## Exercise text
- Born: John Shekleton circa 1795 Dundalk, Ireland
- Died: 18 May 1824 Dublin, Ireland
- Occupation: Surgeon

= John Shekleton =

Irish doctor and anatomist

John Shekleton (bapt. 5 April 1795 – 18 May 1824) was an Irish medical doctor and anatomist.

==Early life==
Shekleton was born in Dundalk, Ireland, around the year 1795. He was one of 10 children: five boys and five girls. His mother was Margaret Pentland from County Louth and his father was a merchant named Joseph Shekleton. Shekleton's grandfather held property at Pepperstown in Ardee in County Louth. Shekleton attended primary school in Dundalk.

==Career==
As the age of 15, Shekleton began training in medicine at the Royal College of Surgeons in Ireland under Abraham Colles. He graduated on 27 August 1816 and moved to Paris, France, to continue his studies. Shekleton returned to Ireland in 1817 and was appointed as anatomy demonstrator at RCSI. He was elected to membership of RCSI on 1 February 1819.

On 1 May 1820, RCSI established a museum with a budget of £200 per year, overseen by a five-member committee. Candidates for the position of curator were required to demonstrate examples of their anatomy specimens. Shekleton presented a mercury injection of the lymph system of the lower limb and was appointed as curator with a salary of £30 per annum. On 17 February 1821, Shekleton received an increased salary of £40. In 1823, he was promoted in title to conservator. As of 2014, Shekleton's winning specimen remains on display in the RCSI anatomy department.

## Supplied data

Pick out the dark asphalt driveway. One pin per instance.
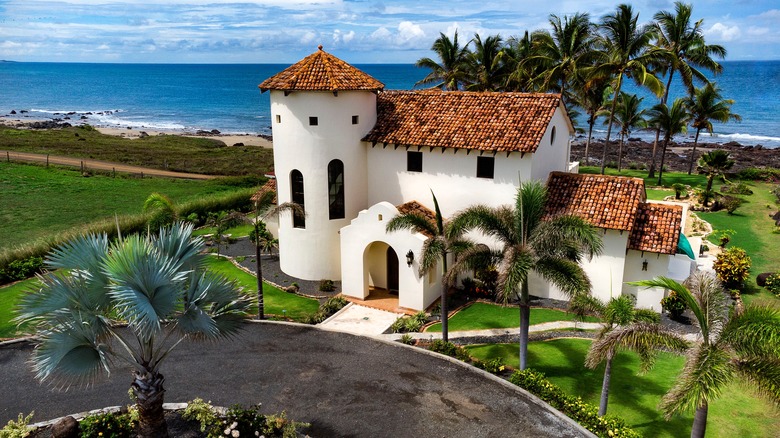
(344, 385)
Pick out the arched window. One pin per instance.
(336, 189)
(296, 189)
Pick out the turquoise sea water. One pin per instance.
(226, 97)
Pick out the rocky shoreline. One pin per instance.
(637, 154)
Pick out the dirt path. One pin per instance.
(97, 165)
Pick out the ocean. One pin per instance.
(225, 97)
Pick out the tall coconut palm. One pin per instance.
(671, 121)
(714, 164)
(437, 248)
(155, 284)
(530, 244)
(564, 52)
(487, 67)
(625, 328)
(449, 73)
(264, 209)
(684, 51)
(628, 116)
(706, 104)
(734, 345)
(626, 48)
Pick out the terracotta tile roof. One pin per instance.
(656, 228)
(604, 201)
(501, 122)
(321, 71)
(416, 207)
(261, 193)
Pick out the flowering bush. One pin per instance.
(576, 409)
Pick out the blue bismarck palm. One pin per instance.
(529, 243)
(154, 284)
(734, 345)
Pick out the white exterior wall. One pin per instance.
(363, 258)
(312, 253)
(451, 175)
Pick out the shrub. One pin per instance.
(732, 267)
(585, 414)
(772, 284)
(18, 428)
(107, 425)
(674, 304)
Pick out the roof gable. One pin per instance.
(604, 201)
(656, 228)
(321, 71)
(499, 122)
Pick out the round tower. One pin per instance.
(321, 108)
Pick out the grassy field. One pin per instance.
(38, 201)
(482, 316)
(737, 413)
(171, 152)
(277, 302)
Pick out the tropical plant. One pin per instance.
(714, 164)
(156, 284)
(626, 52)
(550, 248)
(450, 72)
(706, 104)
(740, 344)
(683, 49)
(672, 121)
(437, 248)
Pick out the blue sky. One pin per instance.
(358, 31)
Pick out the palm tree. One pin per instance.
(671, 121)
(487, 69)
(625, 327)
(262, 203)
(685, 51)
(563, 52)
(450, 72)
(439, 245)
(706, 105)
(156, 284)
(735, 344)
(628, 116)
(714, 164)
(550, 248)
(626, 52)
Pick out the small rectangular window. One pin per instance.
(485, 167)
(413, 161)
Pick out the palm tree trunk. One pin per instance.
(651, 174)
(699, 422)
(693, 153)
(605, 387)
(525, 317)
(611, 119)
(149, 393)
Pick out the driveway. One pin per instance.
(345, 385)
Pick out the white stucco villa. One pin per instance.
(355, 155)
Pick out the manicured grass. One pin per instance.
(482, 316)
(635, 397)
(276, 301)
(170, 152)
(39, 201)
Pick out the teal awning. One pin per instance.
(684, 247)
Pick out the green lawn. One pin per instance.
(482, 316)
(39, 201)
(276, 301)
(737, 413)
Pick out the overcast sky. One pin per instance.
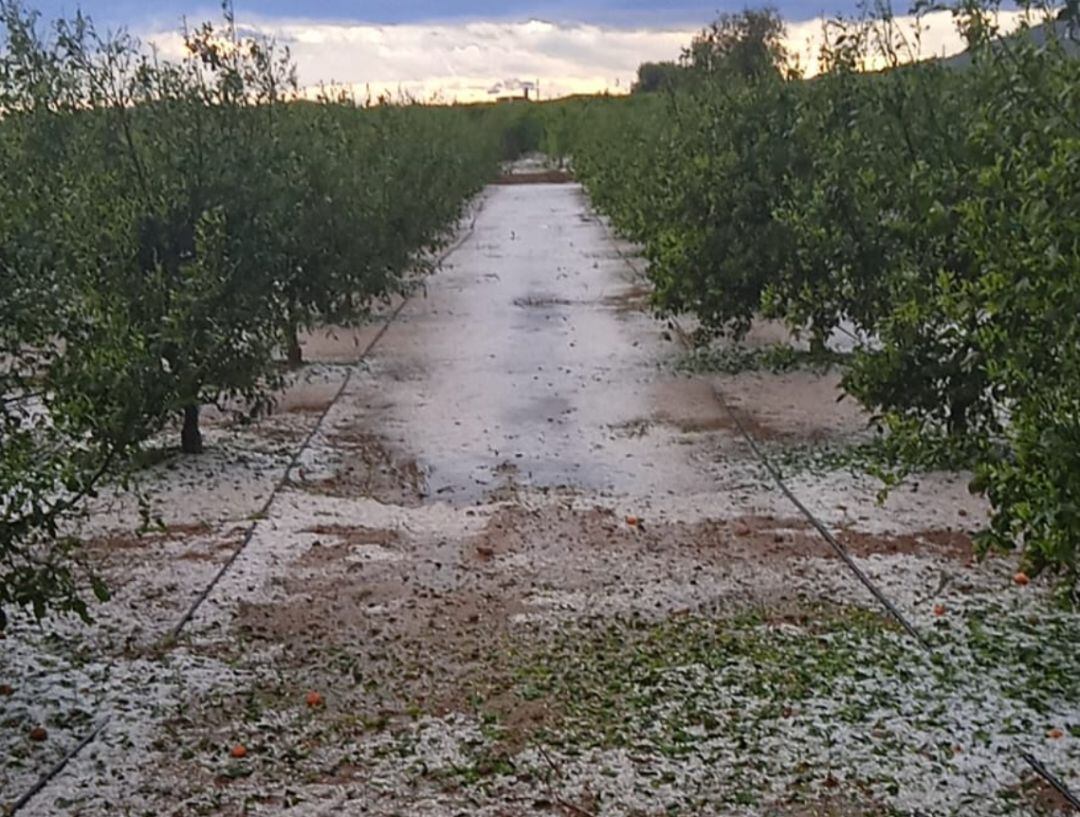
(471, 50)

## Action item
Pick up the John Shekleton biography after its final sentence and continue writing it.

## Answer box
By 1822, Shekleton has amassed over 600 specimens, which he increased to more than 1,300 by December 1823. The collection included natural history specimens in jars, partial and complete skeletons, and stuffed and mounted examples from nature. Shekleton discovered the muscle compressor venae dorsalis penis. After Shekleton's sudden death at the age of 29, he was succeeded as curator by his apprentice John Houston.

==Death==
Shekleton's death on 18 May 1824 was attributed to sepsis from a needlestick injury acquired while performing an autopsy 11 days beforehand.